> _What is being asked_: Could you rewrite only the records from the line with "the deer, each" to the line with "pixel 415 152", substituting "muddy bank" for "grassy bank" and leaving everything else unchanged?

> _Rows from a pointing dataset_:
* Begin *

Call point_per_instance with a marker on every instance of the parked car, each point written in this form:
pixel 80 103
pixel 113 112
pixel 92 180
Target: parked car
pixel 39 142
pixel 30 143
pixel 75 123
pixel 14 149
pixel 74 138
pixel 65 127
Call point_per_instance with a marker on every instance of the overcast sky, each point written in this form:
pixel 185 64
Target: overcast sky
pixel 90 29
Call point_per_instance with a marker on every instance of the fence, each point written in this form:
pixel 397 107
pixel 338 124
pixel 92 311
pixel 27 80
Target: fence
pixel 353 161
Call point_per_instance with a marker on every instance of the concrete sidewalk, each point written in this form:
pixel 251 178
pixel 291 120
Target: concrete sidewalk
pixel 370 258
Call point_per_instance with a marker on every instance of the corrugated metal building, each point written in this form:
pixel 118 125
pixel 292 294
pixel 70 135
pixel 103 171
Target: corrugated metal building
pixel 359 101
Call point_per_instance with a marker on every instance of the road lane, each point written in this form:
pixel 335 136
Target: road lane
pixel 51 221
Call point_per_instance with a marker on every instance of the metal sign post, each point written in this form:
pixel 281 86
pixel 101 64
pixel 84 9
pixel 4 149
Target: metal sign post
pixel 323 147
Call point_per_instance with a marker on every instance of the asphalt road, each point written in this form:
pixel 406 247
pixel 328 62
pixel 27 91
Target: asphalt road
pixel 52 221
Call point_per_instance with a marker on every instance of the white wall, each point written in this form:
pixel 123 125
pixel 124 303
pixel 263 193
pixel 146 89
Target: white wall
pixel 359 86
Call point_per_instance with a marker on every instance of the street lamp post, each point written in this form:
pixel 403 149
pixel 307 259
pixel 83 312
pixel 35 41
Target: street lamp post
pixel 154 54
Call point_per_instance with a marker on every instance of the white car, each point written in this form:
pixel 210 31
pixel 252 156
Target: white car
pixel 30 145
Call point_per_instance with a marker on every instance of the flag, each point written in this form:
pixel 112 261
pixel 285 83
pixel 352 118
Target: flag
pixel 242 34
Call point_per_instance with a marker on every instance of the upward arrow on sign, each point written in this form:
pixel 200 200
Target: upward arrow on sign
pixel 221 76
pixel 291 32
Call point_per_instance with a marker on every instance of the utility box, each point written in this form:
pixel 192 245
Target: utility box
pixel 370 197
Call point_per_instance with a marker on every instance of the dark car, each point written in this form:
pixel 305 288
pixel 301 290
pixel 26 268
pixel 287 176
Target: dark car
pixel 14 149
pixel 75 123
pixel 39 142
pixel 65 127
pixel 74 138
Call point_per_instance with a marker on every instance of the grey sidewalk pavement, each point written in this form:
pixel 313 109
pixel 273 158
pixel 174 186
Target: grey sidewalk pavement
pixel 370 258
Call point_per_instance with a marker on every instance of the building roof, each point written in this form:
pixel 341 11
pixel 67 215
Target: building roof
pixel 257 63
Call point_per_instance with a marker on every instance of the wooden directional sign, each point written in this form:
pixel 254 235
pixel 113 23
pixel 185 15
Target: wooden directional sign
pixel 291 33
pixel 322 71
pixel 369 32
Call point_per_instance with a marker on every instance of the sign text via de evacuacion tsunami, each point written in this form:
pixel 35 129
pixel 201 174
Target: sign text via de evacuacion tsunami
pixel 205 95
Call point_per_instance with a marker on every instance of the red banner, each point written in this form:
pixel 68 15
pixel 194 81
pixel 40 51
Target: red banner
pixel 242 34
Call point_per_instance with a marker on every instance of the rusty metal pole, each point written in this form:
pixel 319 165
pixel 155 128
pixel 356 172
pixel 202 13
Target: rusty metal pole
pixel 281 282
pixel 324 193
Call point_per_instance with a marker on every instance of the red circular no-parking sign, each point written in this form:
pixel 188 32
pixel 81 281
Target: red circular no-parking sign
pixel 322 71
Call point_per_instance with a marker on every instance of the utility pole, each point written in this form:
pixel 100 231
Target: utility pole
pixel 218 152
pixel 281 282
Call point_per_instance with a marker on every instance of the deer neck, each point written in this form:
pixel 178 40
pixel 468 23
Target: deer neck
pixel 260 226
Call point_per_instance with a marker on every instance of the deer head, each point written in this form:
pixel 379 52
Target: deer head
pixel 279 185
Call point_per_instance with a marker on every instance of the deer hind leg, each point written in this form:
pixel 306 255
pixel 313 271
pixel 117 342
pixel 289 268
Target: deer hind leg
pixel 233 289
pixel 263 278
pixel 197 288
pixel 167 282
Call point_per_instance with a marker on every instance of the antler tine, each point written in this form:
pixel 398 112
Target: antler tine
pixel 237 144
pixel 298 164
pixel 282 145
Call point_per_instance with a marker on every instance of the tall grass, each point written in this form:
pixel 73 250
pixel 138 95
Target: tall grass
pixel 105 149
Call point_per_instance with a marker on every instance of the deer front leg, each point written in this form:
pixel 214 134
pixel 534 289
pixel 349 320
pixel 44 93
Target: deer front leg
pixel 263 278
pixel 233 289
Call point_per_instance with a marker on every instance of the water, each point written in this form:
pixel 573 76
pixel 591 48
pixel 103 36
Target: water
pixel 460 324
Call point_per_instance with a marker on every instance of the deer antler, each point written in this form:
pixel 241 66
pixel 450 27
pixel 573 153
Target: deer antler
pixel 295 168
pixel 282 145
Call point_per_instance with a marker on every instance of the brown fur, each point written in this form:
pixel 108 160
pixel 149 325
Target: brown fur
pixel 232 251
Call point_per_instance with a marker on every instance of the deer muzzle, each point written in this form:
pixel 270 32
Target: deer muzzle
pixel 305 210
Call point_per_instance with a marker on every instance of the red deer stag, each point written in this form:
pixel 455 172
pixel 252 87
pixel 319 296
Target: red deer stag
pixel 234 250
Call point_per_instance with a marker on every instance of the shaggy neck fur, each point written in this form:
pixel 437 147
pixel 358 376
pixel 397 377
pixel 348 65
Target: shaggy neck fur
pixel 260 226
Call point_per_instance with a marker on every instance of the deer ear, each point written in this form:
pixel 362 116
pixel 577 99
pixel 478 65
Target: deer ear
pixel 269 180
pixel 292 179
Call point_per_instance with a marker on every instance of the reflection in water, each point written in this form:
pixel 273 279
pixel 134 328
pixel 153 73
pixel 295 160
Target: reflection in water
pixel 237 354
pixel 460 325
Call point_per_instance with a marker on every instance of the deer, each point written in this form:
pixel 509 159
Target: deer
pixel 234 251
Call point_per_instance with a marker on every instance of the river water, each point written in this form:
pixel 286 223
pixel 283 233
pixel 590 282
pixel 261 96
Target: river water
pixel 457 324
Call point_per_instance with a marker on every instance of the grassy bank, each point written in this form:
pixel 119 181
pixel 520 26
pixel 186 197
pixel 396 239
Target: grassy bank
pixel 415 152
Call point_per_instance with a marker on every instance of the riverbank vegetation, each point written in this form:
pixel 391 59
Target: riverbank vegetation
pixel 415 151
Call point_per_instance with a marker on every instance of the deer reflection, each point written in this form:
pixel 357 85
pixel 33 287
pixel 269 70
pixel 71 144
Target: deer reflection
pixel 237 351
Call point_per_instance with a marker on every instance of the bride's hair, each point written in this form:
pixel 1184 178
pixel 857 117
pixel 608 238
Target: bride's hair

* End *
* Begin *

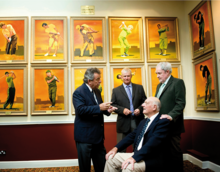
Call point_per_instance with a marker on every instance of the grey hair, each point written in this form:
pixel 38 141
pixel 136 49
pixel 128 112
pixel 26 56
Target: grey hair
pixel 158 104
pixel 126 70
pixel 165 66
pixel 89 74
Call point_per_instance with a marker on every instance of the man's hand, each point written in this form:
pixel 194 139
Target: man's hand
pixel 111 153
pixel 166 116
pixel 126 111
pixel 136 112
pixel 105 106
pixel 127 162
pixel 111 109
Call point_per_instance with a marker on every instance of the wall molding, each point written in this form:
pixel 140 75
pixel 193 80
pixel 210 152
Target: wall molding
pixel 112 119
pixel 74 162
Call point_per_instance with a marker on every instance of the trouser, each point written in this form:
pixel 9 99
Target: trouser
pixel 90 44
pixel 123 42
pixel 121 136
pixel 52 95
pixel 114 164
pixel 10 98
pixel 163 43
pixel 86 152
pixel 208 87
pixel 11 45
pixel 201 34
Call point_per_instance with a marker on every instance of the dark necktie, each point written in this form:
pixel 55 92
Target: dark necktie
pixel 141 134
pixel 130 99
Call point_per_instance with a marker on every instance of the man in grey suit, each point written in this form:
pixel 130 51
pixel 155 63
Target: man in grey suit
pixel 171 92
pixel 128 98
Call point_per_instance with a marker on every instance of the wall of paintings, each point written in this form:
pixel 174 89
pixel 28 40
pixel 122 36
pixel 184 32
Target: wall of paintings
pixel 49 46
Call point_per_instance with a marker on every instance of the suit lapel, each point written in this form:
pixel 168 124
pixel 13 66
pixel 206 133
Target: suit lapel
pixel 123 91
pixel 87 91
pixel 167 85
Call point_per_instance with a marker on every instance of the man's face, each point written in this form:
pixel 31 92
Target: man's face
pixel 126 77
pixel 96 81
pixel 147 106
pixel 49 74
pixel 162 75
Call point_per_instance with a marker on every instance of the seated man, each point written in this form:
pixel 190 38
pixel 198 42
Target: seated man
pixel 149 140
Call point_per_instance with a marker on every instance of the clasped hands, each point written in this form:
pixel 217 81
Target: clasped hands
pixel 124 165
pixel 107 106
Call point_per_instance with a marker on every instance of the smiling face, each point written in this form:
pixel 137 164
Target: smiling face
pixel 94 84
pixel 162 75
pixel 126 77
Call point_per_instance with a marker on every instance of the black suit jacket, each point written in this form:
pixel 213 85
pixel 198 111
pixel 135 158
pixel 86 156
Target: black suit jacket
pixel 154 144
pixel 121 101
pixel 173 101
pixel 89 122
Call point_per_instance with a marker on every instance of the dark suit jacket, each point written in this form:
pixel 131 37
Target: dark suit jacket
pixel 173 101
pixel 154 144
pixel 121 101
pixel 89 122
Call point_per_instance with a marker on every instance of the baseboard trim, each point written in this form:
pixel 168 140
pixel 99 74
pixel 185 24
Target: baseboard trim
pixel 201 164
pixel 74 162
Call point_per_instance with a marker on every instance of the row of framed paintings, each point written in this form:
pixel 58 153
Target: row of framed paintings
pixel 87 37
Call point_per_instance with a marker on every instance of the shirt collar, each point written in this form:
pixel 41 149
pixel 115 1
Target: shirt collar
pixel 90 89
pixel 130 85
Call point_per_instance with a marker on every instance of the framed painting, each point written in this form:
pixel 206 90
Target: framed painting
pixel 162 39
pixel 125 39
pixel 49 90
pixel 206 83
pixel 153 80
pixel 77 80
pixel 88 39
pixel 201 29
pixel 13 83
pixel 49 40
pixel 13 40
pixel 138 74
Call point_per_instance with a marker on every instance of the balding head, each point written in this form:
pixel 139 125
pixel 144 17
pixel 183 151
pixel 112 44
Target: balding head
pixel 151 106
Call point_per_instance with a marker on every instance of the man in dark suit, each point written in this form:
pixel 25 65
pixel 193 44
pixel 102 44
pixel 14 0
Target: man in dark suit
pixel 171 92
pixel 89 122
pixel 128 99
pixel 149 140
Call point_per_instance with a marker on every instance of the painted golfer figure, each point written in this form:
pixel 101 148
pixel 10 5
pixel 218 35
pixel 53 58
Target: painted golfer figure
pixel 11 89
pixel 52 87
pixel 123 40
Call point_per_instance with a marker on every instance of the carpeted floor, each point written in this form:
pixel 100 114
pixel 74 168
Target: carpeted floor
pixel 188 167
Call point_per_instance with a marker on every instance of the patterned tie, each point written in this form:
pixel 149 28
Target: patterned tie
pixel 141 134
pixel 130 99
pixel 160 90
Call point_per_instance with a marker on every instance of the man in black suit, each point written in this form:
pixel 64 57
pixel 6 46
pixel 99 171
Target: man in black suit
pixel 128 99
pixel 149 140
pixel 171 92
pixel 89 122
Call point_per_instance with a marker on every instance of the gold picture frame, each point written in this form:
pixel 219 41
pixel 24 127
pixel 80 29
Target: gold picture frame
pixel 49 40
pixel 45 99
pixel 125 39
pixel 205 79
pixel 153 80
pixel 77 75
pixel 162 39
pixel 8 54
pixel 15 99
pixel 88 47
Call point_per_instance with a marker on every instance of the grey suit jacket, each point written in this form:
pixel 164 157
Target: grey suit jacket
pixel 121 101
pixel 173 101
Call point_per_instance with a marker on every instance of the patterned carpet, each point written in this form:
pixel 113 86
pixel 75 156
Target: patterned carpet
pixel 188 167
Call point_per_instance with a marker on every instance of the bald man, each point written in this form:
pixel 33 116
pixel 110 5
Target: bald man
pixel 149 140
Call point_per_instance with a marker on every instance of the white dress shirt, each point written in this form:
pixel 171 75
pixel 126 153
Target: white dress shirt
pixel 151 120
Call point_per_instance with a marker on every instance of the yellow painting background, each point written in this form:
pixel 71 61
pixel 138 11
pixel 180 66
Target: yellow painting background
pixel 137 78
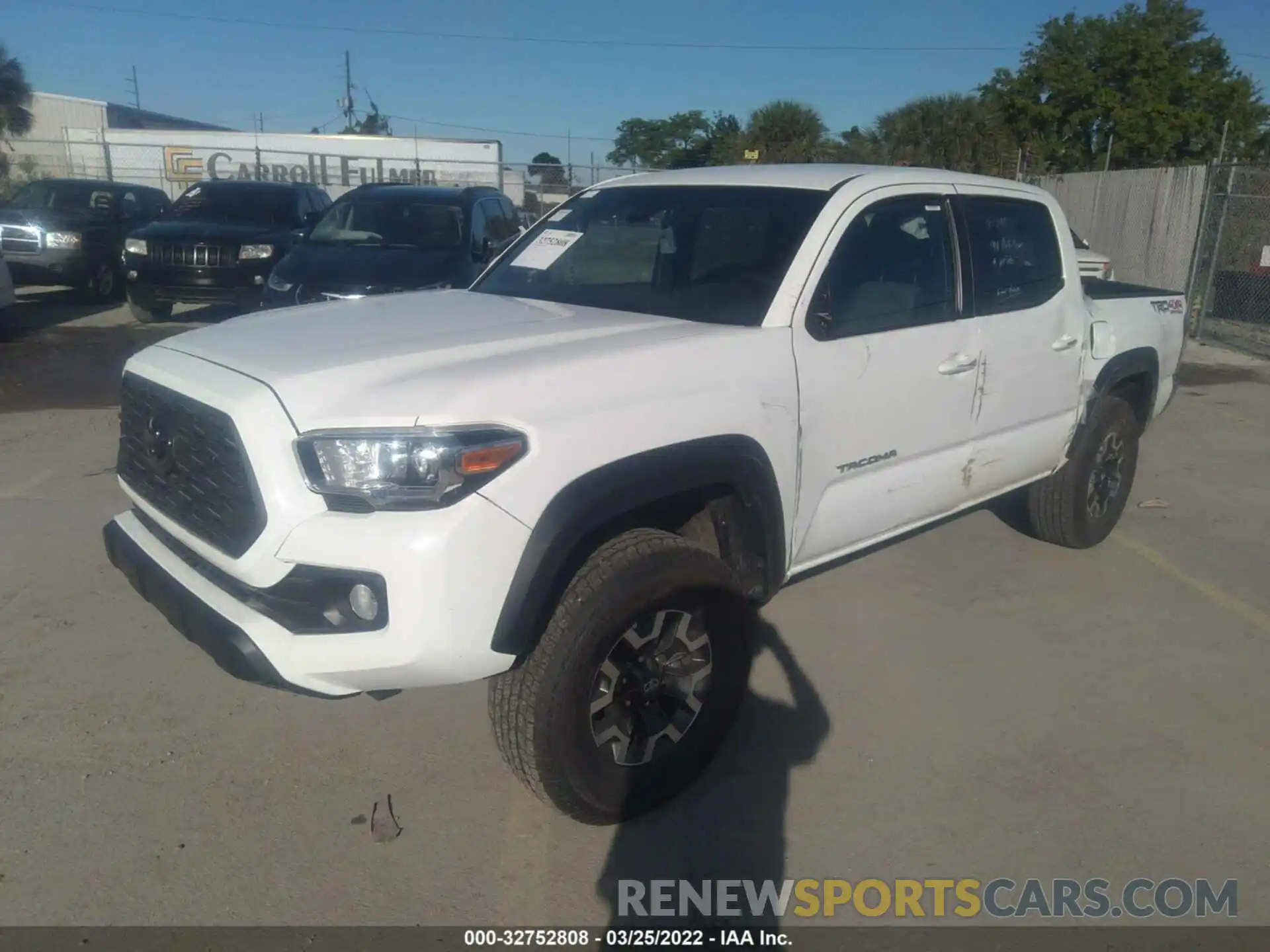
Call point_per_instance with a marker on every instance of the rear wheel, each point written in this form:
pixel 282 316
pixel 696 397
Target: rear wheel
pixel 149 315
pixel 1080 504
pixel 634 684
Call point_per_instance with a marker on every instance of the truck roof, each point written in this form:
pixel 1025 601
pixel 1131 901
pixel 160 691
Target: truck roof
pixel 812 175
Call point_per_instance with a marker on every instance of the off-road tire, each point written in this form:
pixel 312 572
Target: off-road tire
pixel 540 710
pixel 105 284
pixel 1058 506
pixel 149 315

* End *

> _Answer_:
Call point_per_instance with a marker on every instance of the deer, each point written in this form:
pixel 509 159
Target: deer
pixel 234 251
Call point_per_instance with a marker on every instance of the river water, each point written in this form:
pixel 286 223
pixel 283 233
pixel 590 282
pixel 261 96
Target: river water
pixel 457 324
Call point_per_instance with a marker on every instance of the muddy bank, each point written in this form:
pixel 119 181
pixel 520 26
pixel 186 197
pixel 396 239
Target: muddy bank
pixel 415 152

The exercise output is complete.